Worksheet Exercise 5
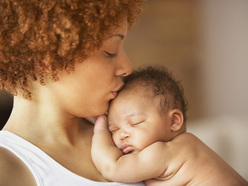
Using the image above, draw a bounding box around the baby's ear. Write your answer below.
[169,109,184,132]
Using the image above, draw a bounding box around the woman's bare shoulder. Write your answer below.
[0,147,37,186]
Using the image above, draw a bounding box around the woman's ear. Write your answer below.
[169,109,184,132]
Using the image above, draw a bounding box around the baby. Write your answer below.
[92,67,248,186]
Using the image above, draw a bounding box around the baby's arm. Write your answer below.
[92,116,166,182]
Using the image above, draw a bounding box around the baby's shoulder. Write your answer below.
[172,132,202,143]
[168,132,206,154]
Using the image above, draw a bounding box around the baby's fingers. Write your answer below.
[94,114,108,132]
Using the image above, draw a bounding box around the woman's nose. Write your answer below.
[120,131,130,140]
[115,51,132,76]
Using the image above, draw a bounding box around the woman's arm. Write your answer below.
[0,147,37,186]
[92,116,166,182]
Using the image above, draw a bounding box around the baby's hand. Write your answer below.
[94,114,108,133]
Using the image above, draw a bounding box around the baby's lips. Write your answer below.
[121,142,134,154]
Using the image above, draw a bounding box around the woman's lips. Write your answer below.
[121,142,134,154]
[112,83,124,98]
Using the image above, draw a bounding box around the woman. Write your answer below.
[0,0,143,186]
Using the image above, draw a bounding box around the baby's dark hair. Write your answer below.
[124,66,188,121]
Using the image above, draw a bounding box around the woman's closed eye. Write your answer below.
[130,120,145,126]
[104,51,116,58]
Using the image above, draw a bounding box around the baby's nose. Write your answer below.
[121,131,130,140]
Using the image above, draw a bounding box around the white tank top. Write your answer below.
[0,131,145,186]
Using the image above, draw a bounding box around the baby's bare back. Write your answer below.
[146,133,248,186]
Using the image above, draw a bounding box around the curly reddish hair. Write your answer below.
[0,0,142,99]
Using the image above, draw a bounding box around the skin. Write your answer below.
[0,20,132,186]
[92,85,248,186]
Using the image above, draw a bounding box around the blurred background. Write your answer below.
[0,0,248,180]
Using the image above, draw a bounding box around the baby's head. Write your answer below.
[108,67,187,153]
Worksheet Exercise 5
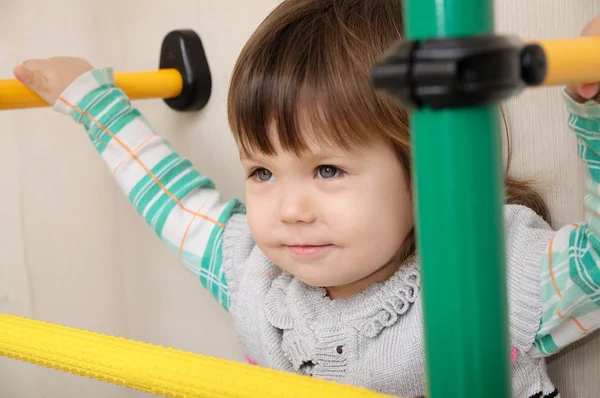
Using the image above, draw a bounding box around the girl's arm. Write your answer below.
[531,91,600,356]
[54,68,244,309]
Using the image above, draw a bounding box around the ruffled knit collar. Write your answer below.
[264,258,420,337]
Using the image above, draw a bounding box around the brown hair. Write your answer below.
[228,0,549,227]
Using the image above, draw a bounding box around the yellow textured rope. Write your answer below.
[0,315,398,398]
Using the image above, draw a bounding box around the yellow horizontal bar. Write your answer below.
[0,315,394,398]
[0,69,183,110]
[529,37,600,86]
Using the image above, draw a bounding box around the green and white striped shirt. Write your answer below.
[54,68,600,356]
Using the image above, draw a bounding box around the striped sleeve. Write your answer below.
[534,91,600,355]
[54,68,244,309]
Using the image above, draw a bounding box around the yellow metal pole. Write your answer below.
[0,69,183,110]
[0,315,394,398]
[529,37,600,86]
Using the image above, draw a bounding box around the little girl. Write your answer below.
[14,0,600,398]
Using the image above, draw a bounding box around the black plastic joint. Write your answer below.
[159,29,212,111]
[372,35,546,109]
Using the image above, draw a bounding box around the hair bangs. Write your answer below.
[228,3,389,159]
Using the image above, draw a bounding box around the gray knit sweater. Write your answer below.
[223,205,559,398]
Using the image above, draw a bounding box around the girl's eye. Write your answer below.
[253,169,273,181]
[317,165,342,178]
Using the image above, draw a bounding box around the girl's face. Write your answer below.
[241,129,413,298]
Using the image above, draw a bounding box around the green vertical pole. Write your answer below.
[405,0,511,398]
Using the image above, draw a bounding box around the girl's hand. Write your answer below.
[567,16,600,102]
[13,57,93,105]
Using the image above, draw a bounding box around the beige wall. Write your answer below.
[0,0,600,398]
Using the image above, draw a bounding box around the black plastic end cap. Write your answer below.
[159,30,212,111]
[371,40,421,108]
[521,44,548,86]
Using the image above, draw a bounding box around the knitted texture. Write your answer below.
[223,205,555,398]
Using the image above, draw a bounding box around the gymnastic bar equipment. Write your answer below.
[372,0,600,398]
[0,30,212,111]
[0,315,397,398]
[0,0,600,398]
[0,30,600,111]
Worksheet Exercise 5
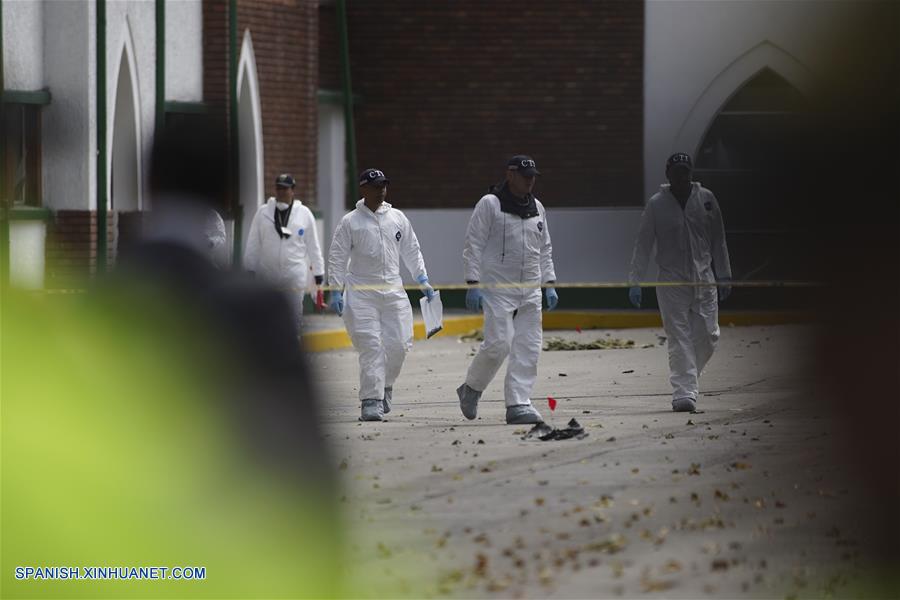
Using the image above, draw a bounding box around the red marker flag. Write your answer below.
[316,288,325,312]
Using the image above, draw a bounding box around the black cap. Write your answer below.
[506,154,541,177]
[359,169,391,185]
[666,152,694,173]
[275,173,296,188]
[275,173,297,188]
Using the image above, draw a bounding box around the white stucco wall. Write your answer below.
[400,210,656,284]
[9,221,47,290]
[106,0,156,208]
[644,0,866,202]
[166,0,203,102]
[2,2,44,91]
[316,103,347,264]
[41,0,97,210]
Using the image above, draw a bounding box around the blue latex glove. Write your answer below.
[416,275,434,302]
[466,288,483,312]
[628,286,641,308]
[719,277,731,302]
[328,292,344,315]
[544,288,559,312]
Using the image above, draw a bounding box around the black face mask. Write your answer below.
[490,181,538,219]
[272,202,294,240]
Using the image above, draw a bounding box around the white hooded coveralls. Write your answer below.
[463,194,556,407]
[244,198,325,323]
[328,200,428,400]
[628,182,731,401]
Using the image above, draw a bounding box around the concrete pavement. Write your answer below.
[311,325,880,598]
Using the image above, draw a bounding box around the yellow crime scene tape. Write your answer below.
[33,280,825,295]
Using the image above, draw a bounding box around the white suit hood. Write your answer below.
[463,194,556,284]
[328,200,428,287]
[628,182,731,284]
[244,198,325,288]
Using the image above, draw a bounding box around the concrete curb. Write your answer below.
[303,310,812,352]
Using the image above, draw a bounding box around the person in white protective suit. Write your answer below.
[244,173,325,325]
[628,152,731,412]
[328,169,434,421]
[456,155,559,425]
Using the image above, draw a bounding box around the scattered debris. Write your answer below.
[522,418,588,442]
[544,338,634,352]
[459,329,484,342]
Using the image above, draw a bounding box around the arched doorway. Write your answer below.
[109,40,142,249]
[235,30,264,266]
[695,68,811,279]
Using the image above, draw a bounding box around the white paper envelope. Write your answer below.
[419,291,444,339]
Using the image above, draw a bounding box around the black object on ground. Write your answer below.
[522,419,588,442]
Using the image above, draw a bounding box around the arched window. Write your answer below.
[695,69,810,279]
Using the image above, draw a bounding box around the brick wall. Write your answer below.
[44,210,118,289]
[348,0,644,208]
[319,4,341,90]
[203,0,318,209]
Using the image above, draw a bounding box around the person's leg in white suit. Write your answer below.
[466,291,516,392]
[381,290,413,413]
[343,290,385,420]
[656,287,698,410]
[691,287,719,377]
[503,290,543,407]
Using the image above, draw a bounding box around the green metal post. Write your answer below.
[228,0,242,265]
[96,0,108,275]
[0,0,10,290]
[337,0,359,208]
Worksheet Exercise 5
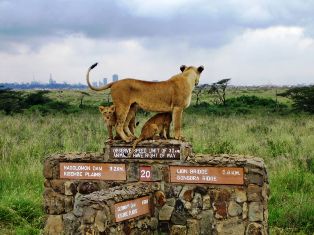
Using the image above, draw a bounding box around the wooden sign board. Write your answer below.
[114,196,150,222]
[60,162,126,180]
[140,166,152,181]
[170,166,244,185]
[109,145,180,160]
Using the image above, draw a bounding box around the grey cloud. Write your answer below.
[0,0,314,50]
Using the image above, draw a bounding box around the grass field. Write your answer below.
[0,90,314,234]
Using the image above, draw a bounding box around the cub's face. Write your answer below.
[98,105,116,123]
[180,65,204,86]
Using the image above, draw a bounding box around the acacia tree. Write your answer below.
[193,84,210,105]
[208,78,231,106]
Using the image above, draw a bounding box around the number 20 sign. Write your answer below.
[140,166,152,181]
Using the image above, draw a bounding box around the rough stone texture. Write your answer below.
[159,205,174,220]
[228,201,242,216]
[186,219,200,235]
[200,210,214,235]
[234,188,247,203]
[249,202,264,221]
[43,140,269,235]
[170,225,186,235]
[247,184,262,202]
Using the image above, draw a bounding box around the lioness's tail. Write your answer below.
[128,136,143,158]
[86,63,114,91]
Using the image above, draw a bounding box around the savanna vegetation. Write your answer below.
[0,84,314,234]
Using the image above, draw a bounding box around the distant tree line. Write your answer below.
[0,82,87,90]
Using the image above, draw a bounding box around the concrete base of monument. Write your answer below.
[44,140,269,235]
[104,139,193,162]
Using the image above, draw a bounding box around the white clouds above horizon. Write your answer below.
[0,0,314,85]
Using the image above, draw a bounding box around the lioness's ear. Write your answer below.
[98,106,105,112]
[197,65,204,73]
[180,65,186,73]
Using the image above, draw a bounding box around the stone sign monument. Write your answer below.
[44,140,269,235]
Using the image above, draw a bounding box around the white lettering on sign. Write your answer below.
[60,162,126,180]
[64,165,90,171]
[114,196,149,222]
[110,146,180,160]
[169,166,244,185]
[140,166,152,181]
[222,170,240,175]
[141,170,150,178]
[109,166,124,172]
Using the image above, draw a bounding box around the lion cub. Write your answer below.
[98,105,135,140]
[128,113,172,157]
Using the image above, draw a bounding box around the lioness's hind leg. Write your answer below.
[125,104,137,137]
[172,107,183,140]
[116,105,132,143]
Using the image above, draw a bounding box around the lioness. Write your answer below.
[86,63,204,142]
[128,113,172,157]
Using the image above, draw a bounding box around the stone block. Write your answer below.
[247,174,264,186]
[249,202,264,222]
[64,181,77,196]
[247,184,263,202]
[228,201,242,216]
[159,204,174,220]
[127,163,140,182]
[203,194,211,210]
[50,179,65,194]
[200,210,214,235]
[213,201,228,219]
[234,188,247,203]
[186,219,200,235]
[170,225,186,235]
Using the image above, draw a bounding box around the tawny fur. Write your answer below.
[128,113,172,157]
[98,105,135,140]
[86,64,204,142]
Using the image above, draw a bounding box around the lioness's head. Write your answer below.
[180,65,204,86]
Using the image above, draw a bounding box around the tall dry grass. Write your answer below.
[0,113,314,234]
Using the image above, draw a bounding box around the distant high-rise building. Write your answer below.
[49,74,57,85]
[103,78,108,85]
[112,74,119,82]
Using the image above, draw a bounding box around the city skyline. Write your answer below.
[0,0,314,85]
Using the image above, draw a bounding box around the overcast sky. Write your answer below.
[0,0,314,85]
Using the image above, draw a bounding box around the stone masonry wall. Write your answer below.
[44,141,269,235]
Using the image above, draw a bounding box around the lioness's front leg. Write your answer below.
[123,104,137,138]
[172,107,183,140]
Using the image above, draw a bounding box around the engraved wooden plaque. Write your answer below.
[109,145,180,160]
[114,196,150,222]
[170,166,244,185]
[60,162,126,180]
[140,166,152,181]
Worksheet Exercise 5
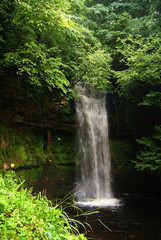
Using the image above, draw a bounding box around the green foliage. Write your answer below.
[116,36,161,106]
[52,135,76,166]
[135,125,161,174]
[110,139,135,173]
[0,172,86,240]
[82,50,112,92]
[0,127,48,168]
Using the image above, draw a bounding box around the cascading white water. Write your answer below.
[76,83,119,205]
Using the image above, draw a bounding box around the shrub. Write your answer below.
[0,171,86,240]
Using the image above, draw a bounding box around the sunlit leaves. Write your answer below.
[116,37,161,105]
[83,50,112,91]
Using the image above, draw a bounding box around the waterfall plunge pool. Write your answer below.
[75,195,161,240]
[75,198,121,208]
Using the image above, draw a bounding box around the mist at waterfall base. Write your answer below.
[76,83,119,207]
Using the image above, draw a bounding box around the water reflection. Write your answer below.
[81,197,161,240]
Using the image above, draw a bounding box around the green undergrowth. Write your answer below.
[0,126,76,169]
[0,171,86,240]
[0,126,48,169]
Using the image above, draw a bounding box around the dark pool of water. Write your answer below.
[80,196,161,240]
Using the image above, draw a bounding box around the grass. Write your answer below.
[0,171,86,240]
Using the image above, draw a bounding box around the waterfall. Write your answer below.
[76,83,119,206]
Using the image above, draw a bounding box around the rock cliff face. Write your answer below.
[0,76,75,131]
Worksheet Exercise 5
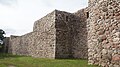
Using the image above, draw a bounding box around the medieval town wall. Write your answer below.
[87,0,120,67]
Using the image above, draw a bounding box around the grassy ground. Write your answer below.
[0,54,98,67]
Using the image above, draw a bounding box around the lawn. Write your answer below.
[0,54,98,67]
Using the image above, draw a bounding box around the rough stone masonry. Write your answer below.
[3,0,120,67]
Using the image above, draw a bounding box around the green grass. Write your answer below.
[0,54,98,67]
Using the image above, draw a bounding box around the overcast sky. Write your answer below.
[0,0,88,36]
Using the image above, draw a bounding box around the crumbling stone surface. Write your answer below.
[6,0,120,67]
[9,10,88,59]
[87,0,120,67]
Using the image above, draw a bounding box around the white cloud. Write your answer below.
[0,0,88,36]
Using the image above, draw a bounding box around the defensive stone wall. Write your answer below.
[87,0,120,67]
[55,11,87,59]
[9,10,88,59]
[3,0,120,67]
[9,11,56,58]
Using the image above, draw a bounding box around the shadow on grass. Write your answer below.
[0,53,23,59]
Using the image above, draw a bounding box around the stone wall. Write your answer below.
[55,10,87,59]
[87,0,120,67]
[9,11,56,58]
[9,10,88,59]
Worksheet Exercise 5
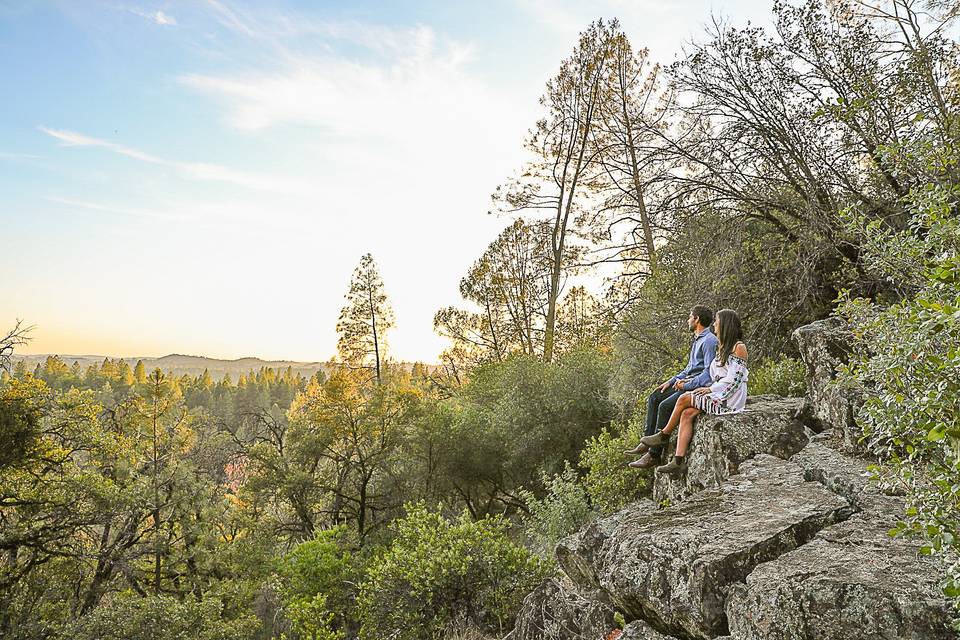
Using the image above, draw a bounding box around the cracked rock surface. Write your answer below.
[727,498,956,640]
[504,578,616,640]
[653,396,807,504]
[558,455,852,639]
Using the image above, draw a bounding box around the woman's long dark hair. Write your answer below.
[717,309,743,367]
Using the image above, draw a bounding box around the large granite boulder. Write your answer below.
[790,431,884,508]
[616,620,677,640]
[557,454,852,639]
[653,396,807,504]
[504,578,616,640]
[793,318,862,448]
[726,496,956,640]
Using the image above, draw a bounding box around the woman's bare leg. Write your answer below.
[663,393,693,434]
[676,403,700,456]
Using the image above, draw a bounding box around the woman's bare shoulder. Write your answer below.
[733,342,747,360]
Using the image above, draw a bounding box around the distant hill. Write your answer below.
[13,353,436,382]
[13,353,333,382]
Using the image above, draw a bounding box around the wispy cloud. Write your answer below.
[0,151,40,161]
[120,7,177,27]
[39,127,315,195]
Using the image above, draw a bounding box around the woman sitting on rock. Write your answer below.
[640,309,747,475]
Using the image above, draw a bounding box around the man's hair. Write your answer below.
[690,304,713,327]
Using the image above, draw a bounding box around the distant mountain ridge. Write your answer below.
[13,353,334,382]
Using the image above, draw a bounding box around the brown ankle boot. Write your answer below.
[657,456,687,476]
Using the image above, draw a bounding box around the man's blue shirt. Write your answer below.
[670,327,717,391]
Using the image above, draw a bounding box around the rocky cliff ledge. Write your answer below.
[507,321,955,640]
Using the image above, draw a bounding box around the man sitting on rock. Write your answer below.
[623,305,717,469]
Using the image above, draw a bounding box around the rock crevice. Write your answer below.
[508,320,955,640]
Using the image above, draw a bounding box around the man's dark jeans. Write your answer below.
[643,387,683,458]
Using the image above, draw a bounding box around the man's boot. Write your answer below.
[627,451,660,469]
[623,442,650,456]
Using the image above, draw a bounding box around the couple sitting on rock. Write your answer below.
[624,305,747,476]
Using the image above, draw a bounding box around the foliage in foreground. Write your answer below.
[359,503,546,640]
[839,164,960,607]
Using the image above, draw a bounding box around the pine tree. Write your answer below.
[133,360,147,384]
[337,253,394,384]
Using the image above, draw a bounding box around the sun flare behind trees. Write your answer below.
[0,0,960,640]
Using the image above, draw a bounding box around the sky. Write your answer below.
[0,0,771,362]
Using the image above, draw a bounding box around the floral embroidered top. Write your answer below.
[710,353,749,413]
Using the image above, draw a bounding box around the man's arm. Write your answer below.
[684,340,717,391]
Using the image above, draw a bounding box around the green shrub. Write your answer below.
[359,503,547,640]
[64,593,260,640]
[580,420,650,515]
[748,357,807,398]
[522,464,596,564]
[838,171,960,620]
[277,526,357,640]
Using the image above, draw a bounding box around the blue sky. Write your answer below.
[0,0,769,361]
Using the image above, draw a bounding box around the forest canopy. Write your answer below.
[0,0,960,640]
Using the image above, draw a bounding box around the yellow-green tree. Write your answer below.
[337,253,394,383]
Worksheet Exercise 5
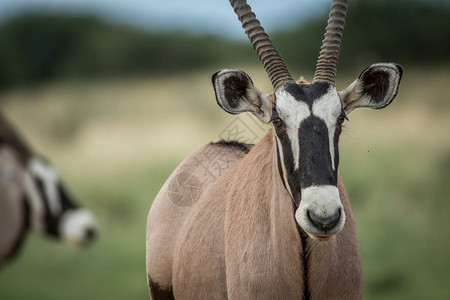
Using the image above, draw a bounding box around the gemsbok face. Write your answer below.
[212,1,403,239]
[24,156,97,246]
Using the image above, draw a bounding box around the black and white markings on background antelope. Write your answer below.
[0,113,97,264]
[146,0,403,299]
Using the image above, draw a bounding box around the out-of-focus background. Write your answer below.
[0,0,450,300]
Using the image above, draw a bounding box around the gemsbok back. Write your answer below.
[0,113,97,267]
[146,0,403,299]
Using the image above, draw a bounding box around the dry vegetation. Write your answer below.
[0,67,450,299]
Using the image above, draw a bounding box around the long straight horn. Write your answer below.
[230,0,294,90]
[313,0,348,85]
┄┄┄┄┄┄
▸ Exercise aim
Switch "baby's" to "infant's" throughout the rows, from the start of the rows up to and including the line with "[112,83,124,98]", and leave everything else unchanged. Omit the pictures from your answer.

▸ Solution to this task
Worksheet Exercise 5
Using the image above, draw a bounding box around the infant's ear. Write your answer below.
[169,109,184,132]
Using the image above, draw a bounding box around the woman's bare shoulder. Write your answer below.
[0,147,37,186]
Using the image above, draw a bounding box around the woman's ear. Write your answer below.
[169,109,184,132]
Using the image above, draw a bounding box around the baby. Write your answer below.
[92,67,248,186]
Using the image above, draw a bounding box around the infant's arm. Write your answer below.
[92,116,166,182]
Using the image above, draw a bounding box around the infant's shoulder. Write your answer below.
[172,132,202,143]
[168,132,206,154]
Using the image above, draw a bounding box around the infant's fingers. Write your answer below.
[94,114,108,132]
Using the image above, draw a bounding box around the woman's nose. Write your answer below.
[120,131,130,140]
[115,51,132,76]
Using the image above, draw a bounding box around the woman's arm. Write your answer below.
[0,147,37,186]
[92,116,166,182]
Using the image above, draw a bounding box around the infant's hand. Write your answer below.
[94,114,108,133]
Using the image above, draw a bounding box around the infant's lips. Write your answer below.
[121,142,134,154]
Using the image above, draw a bounding box around the woman's lips. Write your answer below.
[121,142,134,154]
[112,83,124,98]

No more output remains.